**TEXT PROVIDED:**
J.
Holliday, D. Agrawal and A. El Abbadi
Department
of Computer Science
University
of California, Santa Barbara, CA 93106
Transaction
processing [1,3] is an important application of computer technology. Transactions are used in a wide range of
applications, such as banking systems, airline reservation systems, and
organizational information systems. One
of the primary goals of a transaction processing system is to allow several
users to interact with the data in the system simultaneously while preserving
the illusion that each user is executing alone. In order to do this, users interact with the data through
transactions. In this article, we
present a brief description of standard models for transactions and transaction
processing. Additional information
about this topic is readily available in several books on transaction
processing including [1,3].
A
system that uses transactions can be thought of as a collection of objects or
data resources with a persistent state that satisfies a set of integrity
constraints. For example, in a bank, an
integrity constraint may be that no account can have a negative balance. Users interact with the system by executing
programs that perform the functions desired by the users. The execution of such programs results in a
partially ordered set of read and write operations. This set of operations is called a transaction. For example, a user wishing to withdraw $50
from an account x, may execute a program resulting in the following
transaction:
read_1[x,200]
write_1[x,150] commit_1
We use read_1
[x,v] to refer to a read operation executed by transaction 1, where the
read value is v; write_1[x,v]
refers to a write operation executed by transaction 1 with value v. A transaction terminates by either executing
a commit or an abort operation.
A commit operation implies that the transaction was successful, and
hence all its updates should be incorporated into the persistent state of the
data. An abort operation indicates that
the transaction has failed, and hence requires the system to cancel or abolish
all its effects on the persistent state.
Traditionally,
transactions are expected to satisfy the following four conditions, known as
the ACID properties [2,3]. Atomicity,
refers to the fact that all the operations of a transaction must be treated as
a single unit; hence, either all the operations are executed, or none. Consistency requires a transaction to
be correct, i.e., if executed alone, the transaction takes the system from one
consistent state to another. Note that
a transaction may (or by necessity must) violate some of the integrity
constraints during its execution.
However, once it terminates (commits), it must restore the system to a
consistent state. When transactions are
executed concurrently, the transaction processing system must ensure that the
execution of a set of concurrent and correct transactions also maintains the
consistency of the data. Isolation
requires each transaction to observe consistent data, i.e., not to read the
intermediate results of other transactions.
Finally, durability requires the results of a committed
transaction to be made permanent in the system in spite of failures.

**SOURCE DATA:**
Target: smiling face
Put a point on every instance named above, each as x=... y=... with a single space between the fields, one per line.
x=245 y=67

**REQUIRED ACTIONS:**
1. List the properties that the transaction processing text groups under the name ACID.
2. According to the transaction processing text, what does an abort operation indicate?

**FULL ANSWERS:**
1. Atomicity, consistency, isolation, durability

2. It indicates that the transaction has failed, so the system must cancel or abolish all its effects on the persistent state.